- **WHAT NEEDS TO BE DONE**
In your copy, include every entry exactly as written but no pictures.

- **DATA EXTRACT**

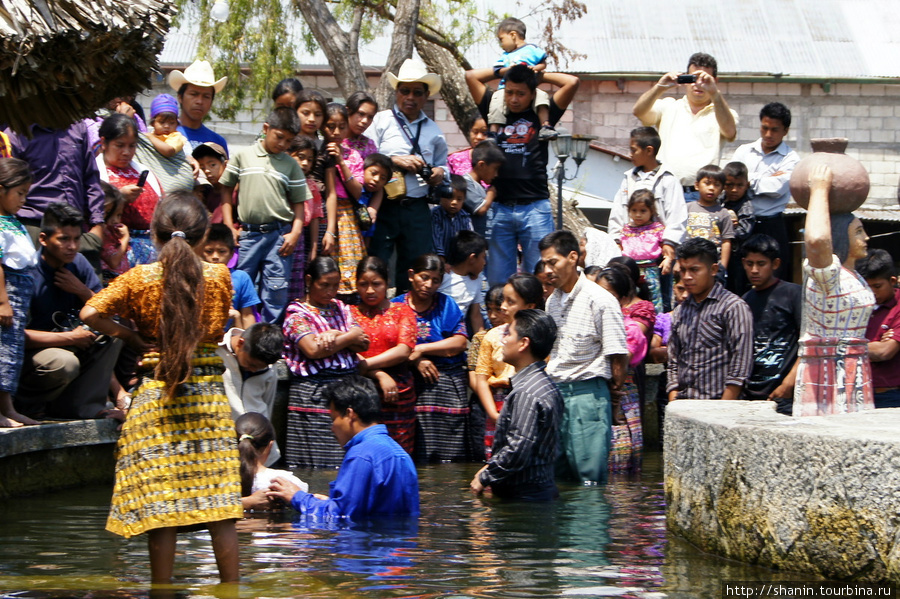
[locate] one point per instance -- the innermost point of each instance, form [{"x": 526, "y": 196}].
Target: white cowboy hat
[
  {"x": 200, "y": 74},
  {"x": 412, "y": 71}
]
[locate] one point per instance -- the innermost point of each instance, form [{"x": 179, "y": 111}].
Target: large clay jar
[{"x": 850, "y": 183}]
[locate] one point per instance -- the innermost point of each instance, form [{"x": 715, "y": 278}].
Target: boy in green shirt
[{"x": 273, "y": 190}]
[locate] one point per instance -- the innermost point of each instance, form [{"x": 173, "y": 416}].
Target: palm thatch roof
[{"x": 60, "y": 60}]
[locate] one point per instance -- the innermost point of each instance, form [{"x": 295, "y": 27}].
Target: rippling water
[{"x": 594, "y": 542}]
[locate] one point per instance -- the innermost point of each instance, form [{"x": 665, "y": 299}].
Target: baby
[{"x": 164, "y": 133}]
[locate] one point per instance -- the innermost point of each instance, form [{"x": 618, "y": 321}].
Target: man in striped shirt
[
  {"x": 711, "y": 344},
  {"x": 527, "y": 435},
  {"x": 589, "y": 359}
]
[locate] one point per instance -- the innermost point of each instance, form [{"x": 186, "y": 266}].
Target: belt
[
  {"x": 263, "y": 228},
  {"x": 517, "y": 202}
]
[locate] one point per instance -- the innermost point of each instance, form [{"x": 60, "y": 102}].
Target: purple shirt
[{"x": 63, "y": 168}]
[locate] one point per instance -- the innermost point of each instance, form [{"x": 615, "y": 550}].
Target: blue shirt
[
  {"x": 245, "y": 295},
  {"x": 49, "y": 299},
  {"x": 441, "y": 321},
  {"x": 376, "y": 478},
  {"x": 528, "y": 54},
  {"x": 201, "y": 135}
]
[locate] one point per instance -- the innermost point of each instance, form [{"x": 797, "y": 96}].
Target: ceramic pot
[{"x": 850, "y": 183}]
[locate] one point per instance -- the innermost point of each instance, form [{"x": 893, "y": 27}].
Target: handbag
[{"x": 396, "y": 187}]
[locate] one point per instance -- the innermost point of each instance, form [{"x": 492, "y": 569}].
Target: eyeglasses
[{"x": 405, "y": 91}]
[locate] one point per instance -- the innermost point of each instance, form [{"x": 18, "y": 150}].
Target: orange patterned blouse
[{"x": 137, "y": 295}]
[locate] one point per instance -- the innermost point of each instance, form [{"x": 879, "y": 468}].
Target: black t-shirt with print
[
  {"x": 776, "y": 332},
  {"x": 523, "y": 177}
]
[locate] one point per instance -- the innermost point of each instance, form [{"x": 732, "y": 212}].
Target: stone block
[
  {"x": 789, "y": 89},
  {"x": 833, "y": 110},
  {"x": 880, "y": 135},
  {"x": 817, "y": 495},
  {"x": 738, "y": 89}
]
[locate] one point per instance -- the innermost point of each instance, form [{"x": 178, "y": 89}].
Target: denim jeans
[
  {"x": 511, "y": 226},
  {"x": 258, "y": 257}
]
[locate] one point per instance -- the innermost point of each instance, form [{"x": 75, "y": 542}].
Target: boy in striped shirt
[{"x": 273, "y": 190}]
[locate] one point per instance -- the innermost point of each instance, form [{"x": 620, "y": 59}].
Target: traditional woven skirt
[
  {"x": 628, "y": 439},
  {"x": 400, "y": 416},
  {"x": 350, "y": 246},
  {"x": 834, "y": 377},
  {"x": 442, "y": 410},
  {"x": 310, "y": 442},
  {"x": 19, "y": 289},
  {"x": 297, "y": 284},
  {"x": 651, "y": 273},
  {"x": 490, "y": 428},
  {"x": 177, "y": 460}
]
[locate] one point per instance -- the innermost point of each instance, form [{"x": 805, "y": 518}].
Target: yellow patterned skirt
[
  {"x": 351, "y": 248},
  {"x": 177, "y": 462}
]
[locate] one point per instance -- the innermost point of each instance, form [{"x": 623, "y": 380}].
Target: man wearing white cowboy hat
[
  {"x": 417, "y": 147},
  {"x": 197, "y": 87}
]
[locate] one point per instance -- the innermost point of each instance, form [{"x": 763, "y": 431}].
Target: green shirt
[{"x": 270, "y": 184}]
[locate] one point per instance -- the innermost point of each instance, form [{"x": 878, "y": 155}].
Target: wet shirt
[
  {"x": 777, "y": 312},
  {"x": 377, "y": 478}
]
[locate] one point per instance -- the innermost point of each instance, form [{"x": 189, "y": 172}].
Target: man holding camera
[
  {"x": 417, "y": 147},
  {"x": 521, "y": 215},
  {"x": 692, "y": 128}
]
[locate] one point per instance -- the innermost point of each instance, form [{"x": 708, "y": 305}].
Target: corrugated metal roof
[{"x": 801, "y": 38}]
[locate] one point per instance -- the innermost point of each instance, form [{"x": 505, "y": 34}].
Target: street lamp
[{"x": 564, "y": 146}]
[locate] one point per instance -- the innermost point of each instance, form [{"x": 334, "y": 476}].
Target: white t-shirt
[
  {"x": 264, "y": 478},
  {"x": 464, "y": 290}
]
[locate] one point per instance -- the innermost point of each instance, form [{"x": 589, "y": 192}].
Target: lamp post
[{"x": 564, "y": 146}]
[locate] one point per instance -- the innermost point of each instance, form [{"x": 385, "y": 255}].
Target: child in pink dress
[{"x": 642, "y": 241}]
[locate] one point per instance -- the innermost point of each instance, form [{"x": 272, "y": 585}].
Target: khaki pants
[{"x": 67, "y": 384}]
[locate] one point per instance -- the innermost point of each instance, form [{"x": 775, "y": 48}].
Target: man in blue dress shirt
[{"x": 376, "y": 478}]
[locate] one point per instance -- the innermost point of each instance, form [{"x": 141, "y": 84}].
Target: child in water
[{"x": 256, "y": 437}]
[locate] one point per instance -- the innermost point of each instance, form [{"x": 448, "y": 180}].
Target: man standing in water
[
  {"x": 377, "y": 477},
  {"x": 525, "y": 443},
  {"x": 589, "y": 358}
]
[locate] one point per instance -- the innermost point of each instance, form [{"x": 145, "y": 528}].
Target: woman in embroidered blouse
[
  {"x": 392, "y": 336},
  {"x": 361, "y": 109},
  {"x": 460, "y": 162},
  {"x": 177, "y": 461},
  {"x": 118, "y": 140},
  {"x": 439, "y": 365},
  {"x": 320, "y": 347},
  {"x": 833, "y": 376},
  {"x": 628, "y": 438}
]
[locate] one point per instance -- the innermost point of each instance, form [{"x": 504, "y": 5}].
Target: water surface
[{"x": 606, "y": 541}]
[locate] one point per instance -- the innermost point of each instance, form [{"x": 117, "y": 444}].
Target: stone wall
[
  {"x": 818, "y": 495},
  {"x": 867, "y": 114}
]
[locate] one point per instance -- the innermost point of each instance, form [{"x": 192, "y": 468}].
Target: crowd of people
[{"x": 151, "y": 276}]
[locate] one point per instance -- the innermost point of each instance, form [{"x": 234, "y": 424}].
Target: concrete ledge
[
  {"x": 819, "y": 495},
  {"x": 37, "y": 459}
]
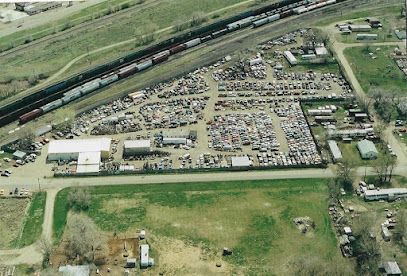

- **SOLUTION FOR THIS EXERCISE**
[locate] one point per instance -- the innermost point of each instance, form [{"x": 526, "y": 196}].
Target: white cowboy hat
[
  {"x": 200, "y": 74},
  {"x": 412, "y": 71}
]
[locate] one point per instance -- the innermost point of each instance, form [{"x": 179, "y": 111}].
Target: large clay jar
[{"x": 850, "y": 183}]
[locate] one point per instance -- the innermost point of each instance, form [{"x": 715, "y": 278}].
Target: boy in green shirt
[{"x": 273, "y": 190}]
[locate] one point per instance -- the innermost point of each instance, form [{"x": 173, "y": 416}].
Target: palm thatch roof
[{"x": 60, "y": 60}]
[locate] one point per instance -- the innermost point of each instance, form [{"x": 295, "y": 27}].
Target: rippling water
[{"x": 594, "y": 542}]
[locate] one point per instance -- the innermost point of each instance, form [{"x": 665, "y": 299}].
Target: baby
[{"x": 164, "y": 133}]
[locate] one point per instance -- the innermost point of each instance, form [{"x": 618, "y": 321}].
Target: man in striped shirt
[
  {"x": 711, "y": 344},
  {"x": 527, "y": 435},
  {"x": 589, "y": 359}
]
[locate] one point per instance -- the innermost point of each instance, form [{"x": 186, "y": 266}].
Target: belt
[
  {"x": 263, "y": 228},
  {"x": 517, "y": 202}
]
[locate] one point per instance -- the innermost point of each instance, form [{"x": 60, "y": 102}].
Target: purple shirt
[{"x": 63, "y": 168}]
[locate] one point per instance -- the innermost point of each instance, form [{"x": 615, "y": 550}].
Target: blue shirt
[
  {"x": 245, "y": 295},
  {"x": 49, "y": 299},
  {"x": 441, "y": 321},
  {"x": 376, "y": 478},
  {"x": 528, "y": 54},
  {"x": 201, "y": 135}
]
[locate] one point per instance -- the innermost point of each instance, form [{"x": 797, "y": 96}].
Target: ceramic pot
[{"x": 850, "y": 183}]
[locate] one point per instance -- the innermost point of each instance, form [{"x": 893, "y": 27}].
Target: handbag
[{"x": 396, "y": 187}]
[locate] one point per instance -- the innermost point of each instance, form [{"x": 492, "y": 569}].
Target: eyeglasses
[{"x": 405, "y": 91}]
[locate] one point per instance -- the innermost point of each instance, form [{"x": 18, "y": 150}].
Target: orange patterned blouse
[{"x": 137, "y": 295}]
[locate] one point per instance -- the innermost point of each instance, form [{"x": 879, "y": 468}].
Target: black t-shirt with print
[
  {"x": 776, "y": 332},
  {"x": 523, "y": 177}
]
[locate] one point per instance -- the innermost point of each instance, form [{"x": 732, "y": 212}].
Target: stone block
[
  {"x": 789, "y": 89},
  {"x": 833, "y": 110},
  {"x": 880, "y": 135},
  {"x": 817, "y": 495},
  {"x": 738, "y": 89}
]
[locate] one point per instance -- the innermost point of each instance, form [{"x": 178, "y": 89}].
Target: denim jeans
[
  {"x": 511, "y": 226},
  {"x": 258, "y": 257}
]
[locate] one point per instance -- the innermost point of each instance, form [{"x": 75, "y": 542}].
Target: boy in striped shirt
[{"x": 273, "y": 190}]
[locate] one point per instance -- the innermost point of each instance, form [{"x": 620, "y": 59}].
Target: traditional woven skirt
[
  {"x": 628, "y": 439},
  {"x": 400, "y": 416},
  {"x": 350, "y": 246},
  {"x": 834, "y": 377},
  {"x": 442, "y": 410},
  {"x": 310, "y": 442},
  {"x": 19, "y": 289},
  {"x": 297, "y": 284},
  {"x": 651, "y": 273},
  {"x": 490, "y": 428},
  {"x": 177, "y": 460}
]
[locate] one point per instance -- the innermost point of each instance, form [{"x": 805, "y": 518}].
Target: yellow patterned skirt
[
  {"x": 351, "y": 248},
  {"x": 177, "y": 462}
]
[locate] one point per instance -- the innermost point of each instance, form [{"x": 623, "y": 380}].
Target: man wearing white cowboy hat
[
  {"x": 417, "y": 147},
  {"x": 197, "y": 87}
]
[locate] one point per instance -- the innermost point of each instance, form [{"x": 763, "y": 431}].
Target: green shirt
[{"x": 270, "y": 184}]
[locate] one point per instance -- the innermost point of each instance, form [{"x": 878, "y": 155}].
Target: wet shirt
[
  {"x": 777, "y": 312},
  {"x": 377, "y": 478}
]
[locate] one point per instance -- the innermost point of each instance, form [{"x": 189, "y": 172}].
Target: man holding camera
[
  {"x": 417, "y": 147},
  {"x": 521, "y": 215},
  {"x": 692, "y": 128}
]
[locate] one point per instance -- the innermost point of each instance, form [{"x": 708, "y": 305}].
Target: corrugated metal roof
[{"x": 801, "y": 38}]
[locate] one point per instance -- the innermost point of each instance, form [{"x": 505, "y": 34}].
Target: street lamp
[{"x": 564, "y": 146}]
[locate] one point per instance -- the innermost point of each instance, form [{"x": 334, "y": 476}].
Target: white t-shirt
[
  {"x": 264, "y": 478},
  {"x": 464, "y": 290}
]
[locate] one point per instance -- the innermost point of each instance, form [{"x": 589, "y": 192}].
Target: lamp post
[{"x": 564, "y": 146}]
[locate] one point per instance -- the innermost point of each instance, form [{"x": 385, "y": 255}].
Target: child in pink dress
[{"x": 642, "y": 241}]
[locate] one point per instance -- the innermost point of each instance, form [{"x": 272, "y": 585}].
Target: khaki pants
[{"x": 67, "y": 384}]
[locate] one point per instance -- the innermost point of each instance, form [{"x": 775, "y": 48}].
Target: man in blue dress shirt
[{"x": 376, "y": 478}]
[locate] one point per instance -- the innermost point of each instance, form [{"x": 141, "y": 84}].
Target: child in water
[{"x": 256, "y": 437}]
[locate] one point per instance -- the innermost point of each instance, form [{"x": 448, "y": 180}].
Target: man standing in water
[
  {"x": 377, "y": 477},
  {"x": 525, "y": 443},
  {"x": 589, "y": 358}
]
[locate] one point per instance -- the innermost point of each instance, form [{"x": 145, "y": 528}].
Target: woman in embroidered blouse
[
  {"x": 392, "y": 336},
  {"x": 361, "y": 109},
  {"x": 460, "y": 162},
  {"x": 177, "y": 461},
  {"x": 118, "y": 140},
  {"x": 439, "y": 365},
  {"x": 320, "y": 347},
  {"x": 833, "y": 376},
  {"x": 628, "y": 438}
]
[locate] one point per instance -- the innermost point of each instance, form [{"x": 504, "y": 5}].
Target: water surface
[{"x": 606, "y": 541}]
[locate] one point per instance -- the innermost point of each instance, form [{"x": 117, "y": 444}].
Target: stone wall
[
  {"x": 818, "y": 495},
  {"x": 867, "y": 114}
]
[locate] one point per instance -- the innermost point of each instance, form [{"x": 192, "y": 468}].
Target: crowd of people
[{"x": 151, "y": 276}]
[locate] one point per instance -- the innermost point of each instance, form [{"x": 234, "y": 424}].
Target: concrete ledge
[
  {"x": 819, "y": 495},
  {"x": 37, "y": 459}
]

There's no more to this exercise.